# [Try it]
Write the next part of the project page on virtual presence software for agitated dementia inpatients, picking up after its last line.

# [Document passage]
=== Begin Enclosure ===

/Dementia-Inpatient-Virtual-Presence

Virtual Presence Software for Agitated Inpatients with Dementia

Primary LanguageDart

Virtual Presence Software for Agitated Inpatients with Dementia

Project completed by: James Kokoska, Yash Vardhan, Matt Agar

Completed for ECE496 Final Year Design Project at the University of Toronto

Virtual Presence Software for Agitated Inpatients with Dementia

This project provides the code of the Dementia Assistant Application, which is developed as part of the final year design project course ECE496. The application aims to provide a familiar face and voice for dementia patients in hospitals to reduce agitation and improve their quality of life. The application runs using Flutter and allows patients to have video-call like conversations with virtual guardian recordings.

The system consists of two main components: a Python Backend Server and a Flutter iPad Application frontend interface. The frontend interface runs on an iPad using the Flutter SDK, which allows access to the device's hardware inputs such as the microphone and camera. The backend server is responsible for processing patient inputs, predicting the best response using a machine learning (ML) model, and managing the user database. The frontend interface communicates with the backend server to create guardian user accounts, capture patient inputs, and play pre-recorded videos from guardians as responses.

Poster Board

Poster

[1] Lifted Team, “Video chat may help to reduce agitation in people with dementia,” Lifted, 14-April-2016. [Online]. Available: https://www.liftedcare.com/news/video-chat-may-help-to-reduce-agitation-in-people-with-dementia/. [Accessed: 20-Oct-2022].

[2] Kaleigh Alkenbrack, “Dementia patients take up Ontario psychiatric beds ill-suited to their care, experts say,” Global News, 6-Dec-2020. [Online]. Available: https://globalnews.ca/news/7504858/dementia-patients-ontario-psychiatric-beds/. [Accessed: 16-Sept-2022].

[3] Timothy B. Lee, “Created my own deepfake”, ARS Technica, 16-Dec-2019. [Online]. Available: https://arstechnica.com/science/2019/12/how-i-created-a-deepfake-of-mark-zuckerberg-and-star-treks-data/. [Accessed: 20-Mar-2023].

[4] Martin Anderson, “The Limited Future Of Deepfakes,” Ross Dawson, 25-Mar-2021. [Online]. Available: https://rossdawson.com/futurist/implications-of-ai/the-limited-future-of-deepfakes/. [Accessed: 20-Oct-2022].

=== End Enclosure ===

# [Dataset extract]
=== Begin Enclosure ===

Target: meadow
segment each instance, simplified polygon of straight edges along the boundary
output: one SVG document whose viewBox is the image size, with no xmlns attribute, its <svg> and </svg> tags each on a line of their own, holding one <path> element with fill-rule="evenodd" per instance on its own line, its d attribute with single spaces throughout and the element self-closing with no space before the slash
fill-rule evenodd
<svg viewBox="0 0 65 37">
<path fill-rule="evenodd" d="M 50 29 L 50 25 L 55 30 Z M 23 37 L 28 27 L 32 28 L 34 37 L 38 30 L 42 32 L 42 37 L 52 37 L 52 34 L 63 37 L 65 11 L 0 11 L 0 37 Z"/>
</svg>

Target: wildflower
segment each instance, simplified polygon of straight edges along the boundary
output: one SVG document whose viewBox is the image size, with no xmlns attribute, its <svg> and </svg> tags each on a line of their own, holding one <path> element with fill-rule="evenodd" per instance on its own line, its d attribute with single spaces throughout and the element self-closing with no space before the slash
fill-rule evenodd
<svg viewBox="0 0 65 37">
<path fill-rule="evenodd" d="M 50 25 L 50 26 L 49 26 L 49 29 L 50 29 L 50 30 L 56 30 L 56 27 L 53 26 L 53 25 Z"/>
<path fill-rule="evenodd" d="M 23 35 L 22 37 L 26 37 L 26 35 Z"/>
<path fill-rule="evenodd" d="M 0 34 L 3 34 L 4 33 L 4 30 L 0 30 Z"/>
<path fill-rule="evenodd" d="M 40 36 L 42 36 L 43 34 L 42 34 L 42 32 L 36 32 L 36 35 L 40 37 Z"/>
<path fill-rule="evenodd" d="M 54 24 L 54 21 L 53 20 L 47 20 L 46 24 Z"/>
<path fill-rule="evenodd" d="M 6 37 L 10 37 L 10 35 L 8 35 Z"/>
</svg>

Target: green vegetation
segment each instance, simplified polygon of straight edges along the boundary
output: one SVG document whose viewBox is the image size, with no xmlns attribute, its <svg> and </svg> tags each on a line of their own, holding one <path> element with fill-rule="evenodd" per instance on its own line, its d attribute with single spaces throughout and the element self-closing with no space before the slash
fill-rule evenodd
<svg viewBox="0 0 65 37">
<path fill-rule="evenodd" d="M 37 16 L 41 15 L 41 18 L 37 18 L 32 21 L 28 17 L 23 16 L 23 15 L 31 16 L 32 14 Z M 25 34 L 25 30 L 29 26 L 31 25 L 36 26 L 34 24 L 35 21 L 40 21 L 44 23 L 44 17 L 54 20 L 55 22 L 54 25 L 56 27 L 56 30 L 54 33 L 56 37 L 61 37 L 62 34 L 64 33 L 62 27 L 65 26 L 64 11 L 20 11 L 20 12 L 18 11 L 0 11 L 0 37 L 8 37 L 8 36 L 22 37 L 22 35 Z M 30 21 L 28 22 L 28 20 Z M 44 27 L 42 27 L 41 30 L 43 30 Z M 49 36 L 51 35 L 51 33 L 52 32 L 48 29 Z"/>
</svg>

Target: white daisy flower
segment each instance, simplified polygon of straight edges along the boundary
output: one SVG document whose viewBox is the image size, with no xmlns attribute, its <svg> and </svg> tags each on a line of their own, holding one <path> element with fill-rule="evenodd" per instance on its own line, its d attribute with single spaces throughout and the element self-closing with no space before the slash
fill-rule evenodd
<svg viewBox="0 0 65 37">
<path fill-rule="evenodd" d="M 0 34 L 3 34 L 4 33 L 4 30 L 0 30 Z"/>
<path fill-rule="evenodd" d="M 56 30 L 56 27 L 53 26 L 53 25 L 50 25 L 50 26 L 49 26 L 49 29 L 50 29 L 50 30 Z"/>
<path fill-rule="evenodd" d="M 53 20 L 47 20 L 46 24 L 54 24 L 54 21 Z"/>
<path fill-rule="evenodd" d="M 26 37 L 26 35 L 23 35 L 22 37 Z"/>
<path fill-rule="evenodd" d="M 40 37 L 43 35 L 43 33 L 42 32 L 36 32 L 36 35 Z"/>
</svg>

=== End Enclosure ===

# [Answer for the task]
Images and Icons from FlatIcon

System Level Design

image

Frontend

The frontend application runs on an iPad using the Flutter SDK, which provides out-of-the-box frontend libraries and allows for native functionality. The hardware inputs of the iPad, including the microphone and camera, are used to capture information about the guardian for creating pre-recorded video and audio recordings. The user database is stored on the device using SQL, and each user entry contains the file path to the pre-recorded videos, name, and related notes. The user profile is loaded when a call is initiated by the patient, and the information is retrieved from the corresponding guardian's entry in the SQL database. The frontend manages the user database, which stores information about guardian users and their pre-recorded videos. The database is implemented using SQL, which provides data integrity and efficient lookups compared to non-relational database solutions. The user entries in the database contain information such as name, file path to the pre-recorded videos, and related notes.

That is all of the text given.